▶ **PROBLEM**
In this exercise, reproduce all the entries that follow exactly.

▶ **EXCERPTED DATA**
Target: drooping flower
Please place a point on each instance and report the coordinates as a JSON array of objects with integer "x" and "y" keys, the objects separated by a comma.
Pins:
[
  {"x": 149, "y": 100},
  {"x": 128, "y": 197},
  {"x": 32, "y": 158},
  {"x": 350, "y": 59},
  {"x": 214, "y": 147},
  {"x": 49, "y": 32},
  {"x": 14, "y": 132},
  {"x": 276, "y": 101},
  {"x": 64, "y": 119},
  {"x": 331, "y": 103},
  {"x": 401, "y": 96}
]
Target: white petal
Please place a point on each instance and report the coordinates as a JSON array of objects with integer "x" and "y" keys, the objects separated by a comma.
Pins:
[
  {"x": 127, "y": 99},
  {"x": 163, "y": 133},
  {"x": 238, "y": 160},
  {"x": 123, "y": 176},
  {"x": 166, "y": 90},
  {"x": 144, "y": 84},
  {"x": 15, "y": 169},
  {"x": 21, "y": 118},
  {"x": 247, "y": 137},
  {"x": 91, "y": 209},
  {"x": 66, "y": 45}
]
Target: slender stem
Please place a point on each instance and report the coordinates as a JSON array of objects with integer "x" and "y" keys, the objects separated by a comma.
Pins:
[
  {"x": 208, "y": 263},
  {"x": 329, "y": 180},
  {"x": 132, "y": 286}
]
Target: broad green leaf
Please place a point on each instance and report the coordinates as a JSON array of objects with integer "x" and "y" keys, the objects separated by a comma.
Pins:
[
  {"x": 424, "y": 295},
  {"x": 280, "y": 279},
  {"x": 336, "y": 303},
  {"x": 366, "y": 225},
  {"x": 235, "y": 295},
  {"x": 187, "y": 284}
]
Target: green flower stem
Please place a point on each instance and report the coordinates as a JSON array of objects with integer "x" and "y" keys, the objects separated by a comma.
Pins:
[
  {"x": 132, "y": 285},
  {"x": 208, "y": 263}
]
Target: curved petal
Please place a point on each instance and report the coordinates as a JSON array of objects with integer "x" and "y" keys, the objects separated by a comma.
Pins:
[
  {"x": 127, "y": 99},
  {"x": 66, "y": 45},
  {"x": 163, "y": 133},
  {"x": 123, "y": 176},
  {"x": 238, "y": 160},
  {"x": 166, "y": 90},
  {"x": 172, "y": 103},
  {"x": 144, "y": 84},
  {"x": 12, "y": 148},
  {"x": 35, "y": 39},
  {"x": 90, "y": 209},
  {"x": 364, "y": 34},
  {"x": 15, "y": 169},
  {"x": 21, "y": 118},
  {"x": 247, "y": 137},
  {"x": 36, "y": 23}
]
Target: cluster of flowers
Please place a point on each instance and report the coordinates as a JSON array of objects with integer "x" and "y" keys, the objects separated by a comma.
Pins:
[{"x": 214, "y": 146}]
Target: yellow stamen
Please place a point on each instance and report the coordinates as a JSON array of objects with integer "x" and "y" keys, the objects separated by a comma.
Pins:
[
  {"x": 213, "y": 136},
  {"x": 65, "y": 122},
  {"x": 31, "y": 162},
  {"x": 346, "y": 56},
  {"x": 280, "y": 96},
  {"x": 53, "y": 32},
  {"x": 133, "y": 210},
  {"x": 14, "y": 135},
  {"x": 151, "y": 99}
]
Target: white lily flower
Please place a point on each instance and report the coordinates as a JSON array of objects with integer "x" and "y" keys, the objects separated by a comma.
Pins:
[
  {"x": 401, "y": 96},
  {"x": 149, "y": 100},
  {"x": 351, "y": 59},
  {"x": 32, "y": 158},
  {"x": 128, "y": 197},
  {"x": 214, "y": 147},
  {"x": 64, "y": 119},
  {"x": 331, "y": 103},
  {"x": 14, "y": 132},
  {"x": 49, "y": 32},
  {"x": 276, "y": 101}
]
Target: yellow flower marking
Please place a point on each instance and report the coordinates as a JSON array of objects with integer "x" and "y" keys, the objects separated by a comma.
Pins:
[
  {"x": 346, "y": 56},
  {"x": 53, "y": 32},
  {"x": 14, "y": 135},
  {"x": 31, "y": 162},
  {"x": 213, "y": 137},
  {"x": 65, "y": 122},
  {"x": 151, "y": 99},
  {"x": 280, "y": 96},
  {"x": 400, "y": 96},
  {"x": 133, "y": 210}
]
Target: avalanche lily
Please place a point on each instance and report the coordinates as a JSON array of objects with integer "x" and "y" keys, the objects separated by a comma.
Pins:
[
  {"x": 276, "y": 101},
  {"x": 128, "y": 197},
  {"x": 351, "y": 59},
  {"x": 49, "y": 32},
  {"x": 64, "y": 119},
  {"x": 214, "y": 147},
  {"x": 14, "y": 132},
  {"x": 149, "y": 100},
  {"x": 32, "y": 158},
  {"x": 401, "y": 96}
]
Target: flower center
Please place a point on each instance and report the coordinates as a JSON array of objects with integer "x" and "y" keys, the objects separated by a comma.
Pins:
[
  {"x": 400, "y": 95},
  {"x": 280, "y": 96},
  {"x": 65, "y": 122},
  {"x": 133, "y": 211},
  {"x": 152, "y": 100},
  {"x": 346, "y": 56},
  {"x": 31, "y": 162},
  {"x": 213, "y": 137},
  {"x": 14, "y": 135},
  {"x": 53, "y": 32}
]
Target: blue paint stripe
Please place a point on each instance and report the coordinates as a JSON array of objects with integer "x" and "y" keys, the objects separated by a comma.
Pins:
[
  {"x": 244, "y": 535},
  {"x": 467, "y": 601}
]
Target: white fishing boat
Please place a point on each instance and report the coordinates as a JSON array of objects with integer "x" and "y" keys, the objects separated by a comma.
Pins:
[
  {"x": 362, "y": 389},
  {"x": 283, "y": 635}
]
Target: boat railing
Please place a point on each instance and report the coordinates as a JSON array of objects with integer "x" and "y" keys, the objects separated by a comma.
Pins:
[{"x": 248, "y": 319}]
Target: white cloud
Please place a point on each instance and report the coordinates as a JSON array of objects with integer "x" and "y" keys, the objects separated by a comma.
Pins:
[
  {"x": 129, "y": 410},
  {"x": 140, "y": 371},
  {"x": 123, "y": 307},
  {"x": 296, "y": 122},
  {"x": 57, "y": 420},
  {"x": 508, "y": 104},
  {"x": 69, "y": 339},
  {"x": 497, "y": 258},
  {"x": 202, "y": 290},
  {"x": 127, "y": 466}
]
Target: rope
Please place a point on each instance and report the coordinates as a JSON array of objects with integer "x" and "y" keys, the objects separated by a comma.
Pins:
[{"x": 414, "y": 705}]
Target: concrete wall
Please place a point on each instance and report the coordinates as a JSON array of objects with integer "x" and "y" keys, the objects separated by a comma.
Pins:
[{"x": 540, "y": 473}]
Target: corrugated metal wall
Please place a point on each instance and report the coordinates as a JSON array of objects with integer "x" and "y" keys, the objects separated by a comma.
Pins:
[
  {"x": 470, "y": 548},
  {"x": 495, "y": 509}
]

▶ **SOLVED PROBLEM**
Target: drooping flower
Please place a point on each instance and report the coordinates as a JSON array of objects with integer "x" and "y" keys, the objects separated by a comma.
Pins:
[
  {"x": 149, "y": 100},
  {"x": 128, "y": 197},
  {"x": 32, "y": 158},
  {"x": 350, "y": 59},
  {"x": 214, "y": 147},
  {"x": 49, "y": 32},
  {"x": 14, "y": 132},
  {"x": 276, "y": 101},
  {"x": 64, "y": 119},
  {"x": 331, "y": 103},
  {"x": 401, "y": 96}
]
Target: white petal
Please place a point on each instance and report the coordinates as a JSON array of objects with integer "x" and "y" keys, the objects separated by a comma.
Pins:
[
  {"x": 127, "y": 99},
  {"x": 163, "y": 133},
  {"x": 238, "y": 160},
  {"x": 123, "y": 176},
  {"x": 166, "y": 90},
  {"x": 144, "y": 84},
  {"x": 15, "y": 169},
  {"x": 21, "y": 118},
  {"x": 247, "y": 137},
  {"x": 91, "y": 209},
  {"x": 66, "y": 45}
]
Target: slender stem
Please place a point on each instance and report the coordinates as a JSON array of objects with integer "x" and "y" keys, the objects separated by a comma.
Pins:
[
  {"x": 208, "y": 263},
  {"x": 329, "y": 180},
  {"x": 132, "y": 286}
]
Target: broad green leaf
Please place a point on each instance and report the coordinates as a JSON array of objects with integer "x" and "y" keys, the objects separated by a comma.
Pins:
[
  {"x": 424, "y": 295},
  {"x": 280, "y": 279},
  {"x": 336, "y": 303},
  {"x": 366, "y": 225},
  {"x": 235, "y": 295},
  {"x": 187, "y": 284}
]
Target: green flower stem
Please place a point on each instance and report the coordinates as a JSON array of objects with integer "x" and "y" keys, the objects separated by a comma.
Pins:
[
  {"x": 132, "y": 285},
  {"x": 208, "y": 263}
]
Target: curved petal
Please place a point on each instance and report the coordinates as a JSON array of objects with integer "x" and "y" keys, the objects separated by a comma.
Pins:
[
  {"x": 127, "y": 99},
  {"x": 66, "y": 45},
  {"x": 163, "y": 133},
  {"x": 123, "y": 176},
  {"x": 238, "y": 160},
  {"x": 166, "y": 90},
  {"x": 172, "y": 103},
  {"x": 144, "y": 84},
  {"x": 12, "y": 148},
  {"x": 35, "y": 39},
  {"x": 90, "y": 209},
  {"x": 364, "y": 34},
  {"x": 15, "y": 169},
  {"x": 21, "y": 118},
  {"x": 247, "y": 137},
  {"x": 36, "y": 23}
]
Target: cluster of flowers
Please place a point on each instance and report the coordinates as a JSON array of objects with integer "x" and "y" keys, the objects separated by a comma.
Pins:
[{"x": 214, "y": 146}]
Target: yellow stamen
Please place a point on each instance and report the coordinates as a JSON array of objects with integer "x" and "y" keys, the objects separated by a comma.
Pins:
[
  {"x": 213, "y": 136},
  {"x": 65, "y": 122},
  {"x": 31, "y": 162},
  {"x": 346, "y": 56},
  {"x": 280, "y": 96},
  {"x": 53, "y": 32},
  {"x": 133, "y": 210},
  {"x": 14, "y": 135},
  {"x": 151, "y": 99}
]
Target: white lily flower
Please place a point on each instance and report the coordinates as a JSON array of objects with integer "x" and "y" keys, the objects separated by a comma.
Pins:
[
  {"x": 401, "y": 96},
  {"x": 149, "y": 100},
  {"x": 351, "y": 59},
  {"x": 32, "y": 158},
  {"x": 128, "y": 197},
  {"x": 214, "y": 147},
  {"x": 64, "y": 119},
  {"x": 331, "y": 103},
  {"x": 14, "y": 132},
  {"x": 49, "y": 32},
  {"x": 276, "y": 101}
]
Target: yellow flower marking
Please place a point on each instance and report the coordinates as a JSON array of objects with integer "x" and "y" keys, the objects separated by a comma.
Pins:
[
  {"x": 346, "y": 56},
  {"x": 53, "y": 32},
  {"x": 14, "y": 135},
  {"x": 31, "y": 162},
  {"x": 213, "y": 137},
  {"x": 65, "y": 122},
  {"x": 151, "y": 99},
  {"x": 280, "y": 96},
  {"x": 400, "y": 96},
  {"x": 133, "y": 210}
]
Target: avalanche lily
Please place a point on each instance and report the coordinates as a JSON array of objects with integer "x" and "y" keys, the objects separated by a comma.
Pins:
[
  {"x": 276, "y": 101},
  {"x": 128, "y": 197},
  {"x": 351, "y": 59},
  {"x": 49, "y": 32},
  {"x": 64, "y": 119},
  {"x": 214, "y": 147},
  {"x": 14, "y": 132},
  {"x": 149, "y": 100},
  {"x": 32, "y": 158},
  {"x": 401, "y": 96}
]
Target: flower center
Please place a point on each instance and report the coordinates as a JSON array of objects with integer "x" and "y" keys, the objects separated by a comma.
Pins:
[
  {"x": 400, "y": 95},
  {"x": 280, "y": 96},
  {"x": 65, "y": 122},
  {"x": 133, "y": 211},
  {"x": 152, "y": 100},
  {"x": 346, "y": 56},
  {"x": 31, "y": 162},
  {"x": 213, "y": 137},
  {"x": 14, "y": 135},
  {"x": 53, "y": 32}
]
Target: blue paint stripe
Please place a point on each instance and report the coordinates as a JSON array of objects with integer "x" and "y" keys, the objects separated by a comma.
Pins:
[
  {"x": 244, "y": 535},
  {"x": 467, "y": 601}
]
Target: white fishing boat
Please place a point on each instance and report the coordinates as a JSON array of objects with integer "x" and "y" keys, the objects separated by a comma.
Pins:
[
  {"x": 362, "y": 389},
  {"x": 283, "y": 635}
]
Target: boat railing
Please place a point on each instance and report the coordinates as a JSON array of objects with integer "x" and "y" keys, the objects separated by a comma.
Pins:
[{"x": 248, "y": 319}]
Target: white cloud
Please place a point on each instance and report the coordinates as a JSON array of objects with integer "x" and "y" keys, the objects separated by a comma.
Pins:
[
  {"x": 129, "y": 410},
  {"x": 140, "y": 371},
  {"x": 123, "y": 307},
  {"x": 296, "y": 122},
  {"x": 57, "y": 420},
  {"x": 508, "y": 104},
  {"x": 69, "y": 339},
  {"x": 497, "y": 258},
  {"x": 202, "y": 290},
  {"x": 127, "y": 466}
]
Target: rope
Please place a point on each instance and report the coordinates as a JSON array of objects with integer "x" and "y" keys, the objects separated by a comma.
Pins:
[{"x": 414, "y": 705}]
Target: concrete wall
Please place a point on each instance and report the coordinates as a JSON array of objects with integer "x" and "y" keys, the objects separated by a comma.
Pins:
[{"x": 540, "y": 473}]
Target: corrugated metal wall
Please place a point on each instance and report the coordinates as a JSON array of objects with integer "x" and "y" keys, the objects separated by a comma.
Pins:
[
  {"x": 470, "y": 548},
  {"x": 495, "y": 509}
]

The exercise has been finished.